[Work instruction]
Report how many lines in the records below contain the word "stamping". Give only the number.

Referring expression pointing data
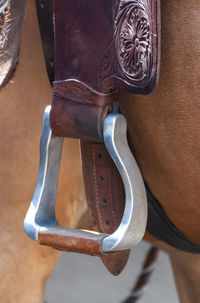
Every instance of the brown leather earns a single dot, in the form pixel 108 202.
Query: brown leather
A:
pixel 10 32
pixel 107 44
pixel 105 203
pixel 101 46
pixel 77 111
pixel 86 245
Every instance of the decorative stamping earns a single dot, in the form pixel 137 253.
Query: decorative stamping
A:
pixel 133 39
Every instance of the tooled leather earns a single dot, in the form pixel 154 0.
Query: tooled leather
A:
pixel 10 32
pixel 105 204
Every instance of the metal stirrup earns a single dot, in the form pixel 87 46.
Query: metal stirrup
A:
pixel 40 221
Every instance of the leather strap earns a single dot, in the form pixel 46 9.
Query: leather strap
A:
pixel 163 229
pixel 105 203
pixel 45 18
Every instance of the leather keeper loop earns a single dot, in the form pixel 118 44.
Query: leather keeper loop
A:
pixel 77 111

[Answer section]
2